Should I buy an airbed or camping mat?

Camping Mats vs Airbeds

Any outdoor enthusiast will tell you that it pays to be comfortable when you’re camping. Sleeping on cold, hard flooring – with nothing but a sleeping bag to separate you – is no laughing matter. You’ll be tired, achy and craving for the comfort of your bed at home.

 Fortunately there are ways to create a more comfortable space to sleep on, get a good night’s sleep, and wake up feeling fresh and ready for the day ahead. The two main surfaces to choose from are camping mats and airbeds. But which one should you buy for your forthcoming trip?

What's More Portable?

Well, it all depends on the kind of trip you’re planning.

If you’re driving to a campsite and pitching your tent near your vehicle, you won’t need to worry about carrying too much kit around. If, on the other hand, you’re hiking, cycling or trudging through muddy fields at a festival, you’ll want something that’s lightweight and compact to easily carry.

Self-Inflating camping mats are the better option if you’re looking for something that won’t weigh you down. When deflated, they can be rolled up into a compact size and stuffed into the bag they’re supplied with. You can comfortably carry the bag over your shoulder, leaving your hands free to carry other gear (a crate of beer for example).

Which is the Most Comfortable?

This one’s pretty simple. Just ask yourself: what sounds more comfortable? A bed or a mat?

Yep, when it comes to comfort, nothing beats an airbed. As the name suggests, it’s essentially a bed filled with air. Comfort Quest Airbeds even have a special coil beam construction which replicates the springs and foam found in a common mattress.

As well as taking comfort to a new level, the coil beam construction provides support and stability to reduce back cramps and muscle pains. There’s far less chance of you waking up like Quasimodo if you choose an airbed over a camping mat. It’s one of the reasons they’re a top choice for new-age glampers.

That said, thicker camping mats are now available, ranging from 5cm to 10cm thick. These mats contain more foam than the standard 3cm mats and are far more comfortable to sleep on. In fact, the 10cm models are more like mattresses than camping mats (and the closest thing you’ll get to sleeping on an airbed). You can also buy camping mats with integrated pillows so that you don’t have to take a pillow with you.

The only downside to the thicker 5cm camping mats and 10cm camping mats is that they’re chunkier when rolled up and heavier to carry. In contrast, the 3cm camping mat is lighter and more compact when rolled up. If you’re travelling light, it’s a far better option.

Which has the Best Insulation?

Camping mats provide better insulation than airbeds because they have a dense memory foam construction. Scientifically speaking, the denser the sleeping surface, the warmer it is to sleep on. The amount of air in airbeds makes them far less dense. As a result, they provide less insulation and are colder to sleep on.

 Airbeds aren’t all bad, though.

To provide better warmth, most of them have a soft flocked surface. You can also cover the airbed with a bedsheet or blankets to improve insulation. The downside is that you’ll have to carry the bedsheets and blankets with you which isn’t ideal if you’re lugging a tent, sleeping bag, cooking equipment and other gear around.

What is Easier to Set Up?

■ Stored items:
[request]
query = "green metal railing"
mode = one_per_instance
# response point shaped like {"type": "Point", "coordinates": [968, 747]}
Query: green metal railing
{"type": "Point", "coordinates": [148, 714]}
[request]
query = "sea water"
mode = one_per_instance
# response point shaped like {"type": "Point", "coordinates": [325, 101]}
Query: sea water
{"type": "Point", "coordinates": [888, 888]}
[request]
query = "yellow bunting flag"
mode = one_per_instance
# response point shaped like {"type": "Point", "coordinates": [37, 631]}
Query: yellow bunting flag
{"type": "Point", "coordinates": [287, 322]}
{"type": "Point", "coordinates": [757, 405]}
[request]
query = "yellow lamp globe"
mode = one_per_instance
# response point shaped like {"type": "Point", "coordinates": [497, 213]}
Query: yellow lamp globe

■ REQUIRED TASK: Pick up the article comparing camping mats and airbeds after its last line and keep writing it. The records have no role here.

■ EXPECTED OUTPUT:
The majority of camping mats are self-inflating and require little effort to set up. Simply open the air valve and they automatically inflate. The mats usually inflate to around a 75% capacity so you’ll need to blow in some extra air to ensure they’re fully inflated. It’s a small price to pay when you consider that the mat does most the work.

On the flip side, airbeds require a pump to inflate them. They inflate in minutes using an electric pump but take far longer with a manual pump. Unfortunately, most airbeds are supplied with an electric pump so you’ll need to buy a manual pump separately.

I found this out the hard way when I went camping last year. I presumed that the double airbed I purchased came with a manual pump and it wasn’t until I was at the campsite that I realised it came with an electric pump. With no socket to plug the pump into, I had to drive back home to inflate the airbed (a one hour round trip).

I was then faced with the problem of trying to fit the airbed into the back of my Peugeot 206, a process akin to fitting a carrot in a keyhole. I had to drive very slowly back to the campsite with the airbed hanging out the boot, praying all the while that it wouldn’t fall out en route.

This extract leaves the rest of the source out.